▼
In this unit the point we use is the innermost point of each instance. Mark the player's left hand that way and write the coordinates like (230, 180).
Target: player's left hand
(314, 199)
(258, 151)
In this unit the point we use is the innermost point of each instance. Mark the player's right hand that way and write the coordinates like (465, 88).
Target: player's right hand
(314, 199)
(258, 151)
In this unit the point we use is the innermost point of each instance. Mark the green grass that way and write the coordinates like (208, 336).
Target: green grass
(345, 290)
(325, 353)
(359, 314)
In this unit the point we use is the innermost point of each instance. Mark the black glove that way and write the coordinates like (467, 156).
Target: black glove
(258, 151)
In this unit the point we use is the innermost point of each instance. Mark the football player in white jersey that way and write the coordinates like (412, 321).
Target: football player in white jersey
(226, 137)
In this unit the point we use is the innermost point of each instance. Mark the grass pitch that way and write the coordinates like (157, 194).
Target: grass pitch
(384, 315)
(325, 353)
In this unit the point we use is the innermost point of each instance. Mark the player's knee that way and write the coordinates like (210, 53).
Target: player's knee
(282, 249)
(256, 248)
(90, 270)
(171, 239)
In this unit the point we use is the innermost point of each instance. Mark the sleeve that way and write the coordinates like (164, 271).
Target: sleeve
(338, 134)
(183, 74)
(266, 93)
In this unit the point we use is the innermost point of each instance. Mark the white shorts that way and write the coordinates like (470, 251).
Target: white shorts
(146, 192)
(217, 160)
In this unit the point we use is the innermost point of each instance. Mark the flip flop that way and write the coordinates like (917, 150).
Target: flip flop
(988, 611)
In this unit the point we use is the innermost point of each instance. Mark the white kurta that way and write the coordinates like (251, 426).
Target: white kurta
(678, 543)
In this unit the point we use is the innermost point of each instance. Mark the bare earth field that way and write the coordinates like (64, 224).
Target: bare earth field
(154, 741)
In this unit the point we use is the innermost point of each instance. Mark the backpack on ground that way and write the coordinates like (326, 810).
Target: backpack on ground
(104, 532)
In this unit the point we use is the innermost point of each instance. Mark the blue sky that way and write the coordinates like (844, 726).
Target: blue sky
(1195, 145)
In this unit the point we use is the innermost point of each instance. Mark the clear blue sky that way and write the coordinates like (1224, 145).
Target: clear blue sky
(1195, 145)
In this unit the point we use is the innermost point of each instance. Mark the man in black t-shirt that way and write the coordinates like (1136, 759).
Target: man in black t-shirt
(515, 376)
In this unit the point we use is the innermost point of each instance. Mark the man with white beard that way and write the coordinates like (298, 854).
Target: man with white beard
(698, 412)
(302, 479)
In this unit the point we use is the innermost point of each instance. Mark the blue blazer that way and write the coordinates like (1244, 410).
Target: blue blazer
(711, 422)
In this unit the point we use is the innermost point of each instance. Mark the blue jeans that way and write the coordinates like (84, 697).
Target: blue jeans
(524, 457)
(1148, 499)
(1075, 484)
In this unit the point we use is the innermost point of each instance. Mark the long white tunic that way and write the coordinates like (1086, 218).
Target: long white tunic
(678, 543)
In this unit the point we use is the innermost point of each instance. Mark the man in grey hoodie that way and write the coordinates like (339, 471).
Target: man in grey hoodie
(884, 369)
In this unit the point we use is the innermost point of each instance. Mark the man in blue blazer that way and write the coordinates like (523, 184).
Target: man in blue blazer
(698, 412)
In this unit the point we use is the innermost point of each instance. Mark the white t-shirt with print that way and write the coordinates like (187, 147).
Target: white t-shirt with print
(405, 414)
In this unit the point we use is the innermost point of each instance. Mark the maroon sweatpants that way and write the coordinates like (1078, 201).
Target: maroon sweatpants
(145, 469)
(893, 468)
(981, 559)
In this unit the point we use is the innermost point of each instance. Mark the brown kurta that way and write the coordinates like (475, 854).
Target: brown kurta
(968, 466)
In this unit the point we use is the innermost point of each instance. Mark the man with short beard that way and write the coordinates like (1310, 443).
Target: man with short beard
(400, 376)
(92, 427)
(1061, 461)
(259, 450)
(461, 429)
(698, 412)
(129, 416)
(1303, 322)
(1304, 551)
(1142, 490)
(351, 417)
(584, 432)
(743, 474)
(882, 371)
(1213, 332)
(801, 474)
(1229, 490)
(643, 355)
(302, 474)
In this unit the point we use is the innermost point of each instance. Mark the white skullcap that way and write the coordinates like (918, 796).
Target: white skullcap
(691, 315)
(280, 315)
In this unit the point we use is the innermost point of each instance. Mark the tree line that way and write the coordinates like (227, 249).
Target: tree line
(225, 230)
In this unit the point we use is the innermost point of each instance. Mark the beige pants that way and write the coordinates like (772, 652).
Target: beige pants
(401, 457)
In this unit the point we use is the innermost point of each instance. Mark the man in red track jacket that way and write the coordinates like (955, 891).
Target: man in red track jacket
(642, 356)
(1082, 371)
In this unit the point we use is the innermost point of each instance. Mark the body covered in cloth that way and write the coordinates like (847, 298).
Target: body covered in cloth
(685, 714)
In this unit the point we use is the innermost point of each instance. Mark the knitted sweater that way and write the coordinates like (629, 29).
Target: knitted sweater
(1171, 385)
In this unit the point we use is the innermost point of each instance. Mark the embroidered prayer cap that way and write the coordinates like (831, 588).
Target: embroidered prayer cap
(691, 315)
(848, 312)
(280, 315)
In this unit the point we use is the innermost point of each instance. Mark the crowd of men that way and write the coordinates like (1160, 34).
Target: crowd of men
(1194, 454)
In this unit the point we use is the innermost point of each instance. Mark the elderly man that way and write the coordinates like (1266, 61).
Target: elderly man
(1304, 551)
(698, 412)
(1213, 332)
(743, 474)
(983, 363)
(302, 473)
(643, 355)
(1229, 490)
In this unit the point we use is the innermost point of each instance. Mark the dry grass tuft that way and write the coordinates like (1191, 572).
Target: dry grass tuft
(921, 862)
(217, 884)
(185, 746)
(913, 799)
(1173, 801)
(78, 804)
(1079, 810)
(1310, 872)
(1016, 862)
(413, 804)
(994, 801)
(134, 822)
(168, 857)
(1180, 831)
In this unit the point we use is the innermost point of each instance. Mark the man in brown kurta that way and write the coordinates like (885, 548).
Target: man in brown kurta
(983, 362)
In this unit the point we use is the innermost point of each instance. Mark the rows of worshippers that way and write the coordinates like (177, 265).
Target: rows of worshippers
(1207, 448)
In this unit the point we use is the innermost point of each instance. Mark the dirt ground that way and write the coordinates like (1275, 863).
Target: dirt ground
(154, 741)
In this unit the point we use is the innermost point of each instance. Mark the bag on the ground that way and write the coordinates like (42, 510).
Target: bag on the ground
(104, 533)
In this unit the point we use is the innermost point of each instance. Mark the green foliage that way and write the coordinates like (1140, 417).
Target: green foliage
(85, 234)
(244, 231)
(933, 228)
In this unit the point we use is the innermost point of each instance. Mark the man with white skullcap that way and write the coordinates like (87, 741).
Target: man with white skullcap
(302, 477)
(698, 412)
▲
> **REQUIRED WORK**:
Repeat the data in full. Nothing may be dropped or altered.

> **RESPONSE TO THIS TASK**:
In this unit the point we use is the innermost point of each instance. Mark the player's left hand that way and write the coordinates like (230, 180).
Target: player's left hand
(314, 199)
(258, 151)
In this unit the point we use is the innermost point of each instance. Mark the player's right hand that way and write the coordinates like (465, 88).
Target: player's right hand
(314, 199)
(258, 151)
In this unit the point we use is the innermost point of each instance. Mark the green grass that way and write the coordinates like (208, 336).
Target: green grass
(345, 290)
(325, 353)
(359, 314)
In this unit the point we use is the innermost point of each instance. Mark the black glove that way and write the coordinates like (467, 156).
Target: black glove
(258, 151)
In this unit the point we use is the innermost point of each instance. Mark the football player in white jersey that way and write the coordinates like (412, 321).
Target: football player in white jersey
(226, 137)
In this unit the point we use is the innermost point of each instance. Mark the grass pitch that way and write the coordinates like (157, 194).
Target: grass pitch
(384, 315)
(325, 353)
In this unit the point we use is the innermost point of each instance. Mark the player's knee that way and write the coordinates like (210, 53).
Target: player's knee
(282, 249)
(256, 248)
(90, 270)
(171, 239)
In this unit the point we use is the innermost point of each instance. Mark the sleeve that way and write the coordinates like (164, 271).
Target: sleeve
(338, 134)
(183, 74)
(266, 93)
In this unit the point we use is the innermost point of each instance. Mark the white shorts that way and write the coordinates like (470, 251).
Target: white shorts
(146, 192)
(217, 160)
In this unit the point we use is the innermost point of each instance. Mark the flip flop that way and write the coordinates like (917, 150).
Target: flip flop
(988, 611)
In this unit the point we use is the innermost point of each instance. Mark the white kurta that way and write the coordinates like (251, 426).
Target: white kurta
(678, 543)
In this unit the point we use is the innermost point of each instance. Mark the bare earth field that way and write the coordinates like (64, 224).
Target: bare earth field
(154, 741)
In this unit the point we use is the innermost point of each instance. Mark the backpack on ground that way and write the coordinates like (326, 810).
Target: backpack on ground
(104, 532)
In this unit the point we use is the innermost point of each instance. Mark the blue sky that way and write the coordinates like (844, 726).
Target: blue sky
(1195, 145)
In this unit the point we use is the innermost point of each instance. Mark the clear blue sky that way and write the coordinates like (1224, 145).
Target: clear blue sky
(1195, 145)
In this unit the point we use is the innermost point of each instance. Mark the man in black t-shirt that way and write the coordinates like (1136, 759).
Target: man in black t-shirt
(515, 376)
In this unit the point we use is the innermost point of each instance. Mark the man with white beard that way and write the coordinates like (298, 854).
Target: man with white beard
(698, 412)
(302, 479)
In this unit the point we use is the innermost point of each instance. Mark the blue blazer that way and write the coordinates like (1244, 410).
Target: blue blazer
(711, 422)
In this unit the point we use is the innermost point of each instance. Mark the blue jeans that way and write the coordinates like (84, 697).
Target: blue jeans
(524, 457)
(1148, 499)
(1075, 484)
In this unit the point we use is the innermost point of each instance. Mark the long white tunic that way and write the coordinates like (1086, 218).
Target: long white tunic
(678, 543)
In this unit the point we use is the innermost point of each instance. Mark the man in grey hoodie that way and write the coordinates like (339, 471).
Target: man in grey hoodie
(884, 369)
In this unit the point we use is the innermost point of each instance. Mark the man in blue blazer that way and write the coordinates like (523, 184).
Target: man in blue blazer
(698, 412)
In this unit the point we use is the innermost point of each instance. Mark the white t-shirt with print that way and write the coordinates like (187, 147).
Target: white t-shirt with print
(405, 414)
In this unit the point we use is the innermost point of each instance. Mark the maroon sweatpants that way and write the coordinates like (1078, 201).
Target: maroon sweatpants
(145, 469)
(893, 468)
(981, 559)
In this unit the point we use is the innermost point of each instance. Mark the brown kurta that way and write the coordinates like (475, 854).
Target: brown kurta
(968, 466)
In this unit the point we use is the innermost point of each instance. Mark the man with short beard that way and write the coordinates like (1310, 443).
Target: man with short beard
(400, 376)
(92, 427)
(1061, 461)
(259, 450)
(461, 429)
(698, 412)
(129, 416)
(1303, 322)
(1304, 551)
(1142, 490)
(351, 417)
(584, 432)
(743, 474)
(882, 371)
(1213, 332)
(801, 474)
(1229, 490)
(643, 355)
(302, 474)
In this unit the point we use is the innermost point of each instance. Mark the white skullcap that way and write the coordinates like (918, 796).
Target: white skullcap
(691, 315)
(280, 315)
In this unit the point we use is the innermost point of each instance. Mark the tree line that way and write the coordinates like (227, 249).
Target: tree line
(225, 230)
In this unit the point we use is the innermost point of each instance. Mark the beige pants that way and write the coordinates like (772, 652).
Target: beige pants
(401, 457)
In this unit the point we use is the innermost point of each instance. Mark the man in red track jacket that way and write the coordinates like (955, 891).
Target: man in red track jacket
(642, 356)
(1082, 371)
In this unit the point we use is the innermost point of each instance. Mark the body covered in cloth that way and write the coordinates like (847, 298).
Target: body covered in cloth
(685, 714)
In this unit the point we use is the innermost point of each instance. Mark the knitted sweater that way and write the coordinates like (629, 29).
Target: knitted sweater
(1171, 385)
In this unit the point we use is the innermost point of each instance. Mark the embroidered prayer cap that way and write the coordinates like (831, 588).
Target: embroidered prayer cap
(691, 315)
(848, 312)
(280, 315)
In this unit the point we use is the innermost point of each instance. Mark the crowd of men that way and write the coordinates like (1160, 34).
Target: crowd of men
(1194, 454)
In this unit the point we use is the innermost point of each instance. Mark the elderly man that way and write the coordinates like (1266, 61).
Target: elderly man
(1304, 551)
(698, 412)
(1213, 332)
(743, 474)
(983, 363)
(302, 473)
(643, 355)
(1229, 490)
In this unit the point we use is the innermost point of each instance. Mark the dry grass tuft that way and write the coordinates like (1191, 572).
Target: dry grass tuft
(921, 862)
(217, 884)
(185, 746)
(913, 799)
(1173, 801)
(78, 804)
(1079, 810)
(1310, 872)
(1016, 862)
(413, 804)
(994, 801)
(134, 822)
(168, 857)
(1180, 831)
In this unit the point we use is the innermost point of each instance. Mark the man in brown kurta that way and write the coordinates like (885, 548).
Target: man in brown kurta
(983, 362)
In this unit the point we use is the innermost point of each instance. Mark the rows of worshippers that way and write the coordinates like (177, 265).
Target: rows of worshippers
(1207, 448)
In this unit the point we use is the innermost point of each instance. Mark the dirt ground that way and write the coordinates like (1275, 863).
Target: dirt ground
(154, 741)
In this unit the point we use is the innermost point of each instance. Mark the bag on the ground that way and write the coordinates like (42, 510).
Target: bag on the ground
(104, 533)
In this unit the point we use is the innermost point of each instance. Mark the green foliage that way and write the coordinates like (1140, 417).
Target: green foliage
(85, 234)
(244, 231)
(933, 228)
In this unit the point we use is the innermost point of each instance. Mark the man with white skullcap that way and write the coordinates like (87, 741).
Target: man with white skullcap
(302, 477)
(698, 412)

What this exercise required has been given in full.